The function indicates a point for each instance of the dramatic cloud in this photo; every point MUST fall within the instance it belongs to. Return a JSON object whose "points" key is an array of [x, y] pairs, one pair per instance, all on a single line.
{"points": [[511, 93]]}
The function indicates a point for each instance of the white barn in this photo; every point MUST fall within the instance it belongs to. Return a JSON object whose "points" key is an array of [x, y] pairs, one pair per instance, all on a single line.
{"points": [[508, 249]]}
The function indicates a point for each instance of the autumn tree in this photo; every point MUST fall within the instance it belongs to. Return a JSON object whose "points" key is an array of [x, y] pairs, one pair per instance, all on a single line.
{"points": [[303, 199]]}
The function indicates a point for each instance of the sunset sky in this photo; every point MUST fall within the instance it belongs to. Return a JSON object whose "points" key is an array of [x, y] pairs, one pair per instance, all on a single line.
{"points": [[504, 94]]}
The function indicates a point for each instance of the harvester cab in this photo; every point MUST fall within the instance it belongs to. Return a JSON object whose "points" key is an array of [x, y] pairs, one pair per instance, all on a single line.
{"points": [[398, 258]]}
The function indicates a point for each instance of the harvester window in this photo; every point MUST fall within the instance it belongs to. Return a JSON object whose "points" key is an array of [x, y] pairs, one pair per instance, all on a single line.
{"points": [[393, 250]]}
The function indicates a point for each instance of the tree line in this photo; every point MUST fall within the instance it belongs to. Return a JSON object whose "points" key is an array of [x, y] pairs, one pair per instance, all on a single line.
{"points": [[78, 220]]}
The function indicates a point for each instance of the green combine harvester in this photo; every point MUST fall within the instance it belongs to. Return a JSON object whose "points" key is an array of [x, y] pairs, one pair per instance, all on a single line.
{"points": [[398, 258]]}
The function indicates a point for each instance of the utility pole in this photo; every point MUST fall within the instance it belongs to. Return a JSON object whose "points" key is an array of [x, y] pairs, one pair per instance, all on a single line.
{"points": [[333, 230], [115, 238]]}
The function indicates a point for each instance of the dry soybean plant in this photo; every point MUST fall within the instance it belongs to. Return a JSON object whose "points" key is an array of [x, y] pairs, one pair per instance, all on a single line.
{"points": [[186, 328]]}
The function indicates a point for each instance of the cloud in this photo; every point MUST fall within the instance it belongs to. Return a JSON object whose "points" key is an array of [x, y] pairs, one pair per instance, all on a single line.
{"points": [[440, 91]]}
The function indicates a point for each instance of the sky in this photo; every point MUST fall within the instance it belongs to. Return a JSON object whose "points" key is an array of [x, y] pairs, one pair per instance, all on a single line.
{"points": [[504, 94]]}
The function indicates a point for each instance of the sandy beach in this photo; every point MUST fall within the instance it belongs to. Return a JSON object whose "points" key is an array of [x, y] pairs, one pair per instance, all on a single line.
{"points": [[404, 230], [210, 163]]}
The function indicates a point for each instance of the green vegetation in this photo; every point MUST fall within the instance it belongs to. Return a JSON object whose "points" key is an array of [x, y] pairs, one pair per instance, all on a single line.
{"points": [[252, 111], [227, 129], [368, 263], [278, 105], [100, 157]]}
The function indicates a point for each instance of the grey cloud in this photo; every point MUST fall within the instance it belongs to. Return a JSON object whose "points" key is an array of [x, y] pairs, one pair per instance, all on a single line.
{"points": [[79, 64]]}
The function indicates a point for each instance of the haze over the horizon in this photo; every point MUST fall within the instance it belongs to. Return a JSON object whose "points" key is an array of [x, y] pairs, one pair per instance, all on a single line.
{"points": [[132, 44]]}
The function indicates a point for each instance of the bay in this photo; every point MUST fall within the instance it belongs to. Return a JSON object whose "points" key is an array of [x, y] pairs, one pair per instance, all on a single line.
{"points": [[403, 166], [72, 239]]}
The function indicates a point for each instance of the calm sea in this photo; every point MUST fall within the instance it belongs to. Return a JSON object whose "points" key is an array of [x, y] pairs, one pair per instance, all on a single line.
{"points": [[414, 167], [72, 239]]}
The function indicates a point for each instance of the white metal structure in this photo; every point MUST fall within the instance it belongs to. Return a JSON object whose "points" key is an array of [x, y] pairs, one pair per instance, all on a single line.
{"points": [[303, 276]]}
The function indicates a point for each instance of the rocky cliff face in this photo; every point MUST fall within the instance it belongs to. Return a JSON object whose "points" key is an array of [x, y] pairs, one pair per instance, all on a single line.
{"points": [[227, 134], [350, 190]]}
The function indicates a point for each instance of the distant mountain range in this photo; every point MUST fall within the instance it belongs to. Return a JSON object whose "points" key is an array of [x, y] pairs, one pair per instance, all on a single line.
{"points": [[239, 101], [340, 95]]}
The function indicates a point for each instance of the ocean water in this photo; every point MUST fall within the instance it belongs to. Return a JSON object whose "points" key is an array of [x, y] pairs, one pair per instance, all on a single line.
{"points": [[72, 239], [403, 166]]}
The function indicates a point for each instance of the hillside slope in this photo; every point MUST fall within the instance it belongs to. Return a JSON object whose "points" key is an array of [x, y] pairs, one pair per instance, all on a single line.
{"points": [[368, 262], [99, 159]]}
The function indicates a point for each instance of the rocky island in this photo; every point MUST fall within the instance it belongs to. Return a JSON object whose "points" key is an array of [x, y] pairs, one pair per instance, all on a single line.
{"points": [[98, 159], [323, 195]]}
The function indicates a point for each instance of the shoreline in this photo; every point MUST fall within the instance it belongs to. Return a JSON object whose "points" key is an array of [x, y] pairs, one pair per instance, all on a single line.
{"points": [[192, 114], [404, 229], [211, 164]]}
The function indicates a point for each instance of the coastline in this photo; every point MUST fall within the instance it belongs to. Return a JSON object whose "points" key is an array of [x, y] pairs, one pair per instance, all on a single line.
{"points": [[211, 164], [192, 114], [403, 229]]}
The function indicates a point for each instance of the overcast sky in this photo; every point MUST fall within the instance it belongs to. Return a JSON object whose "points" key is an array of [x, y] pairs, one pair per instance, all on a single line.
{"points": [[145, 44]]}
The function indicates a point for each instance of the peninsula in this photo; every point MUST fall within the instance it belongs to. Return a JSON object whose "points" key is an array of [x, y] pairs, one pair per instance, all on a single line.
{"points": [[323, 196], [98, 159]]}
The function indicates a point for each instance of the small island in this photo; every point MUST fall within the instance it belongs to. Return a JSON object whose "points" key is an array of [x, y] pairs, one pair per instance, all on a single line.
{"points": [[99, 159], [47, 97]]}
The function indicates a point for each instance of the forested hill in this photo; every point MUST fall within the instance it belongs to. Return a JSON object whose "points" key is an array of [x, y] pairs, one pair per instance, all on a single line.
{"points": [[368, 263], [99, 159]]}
---*---
● SHORT PROBLEM:
Only the lines from the one containing "of the peninsula" to the end of the data should be printed, exactly as they stand.

● WRITTEN ANSWER:
The function indicates a point for each instance of the peninsula in this photo; every point MUST fall within the instance it belongs to. Return a JSON object whose "points" key is an array of [x, y] pairs, one pair per instance, all on a single line.
{"points": [[323, 196], [98, 159]]}
The function indicates a point for each instance of the small island in this photo; every point MUST fall within the instance it belongs to. Return a JSON object whose "points" key is an array of [x, y] pairs, one pair per instance, all on a single line.
{"points": [[99, 159], [47, 97]]}
The function indicates a point for each instance of the forested hill in this photo; every point MUST fall within the instance it belongs to. Return a JSON object whose "points" key is an array of [x, y] pairs, one pair per instance, all on a single line.
{"points": [[368, 263], [99, 159]]}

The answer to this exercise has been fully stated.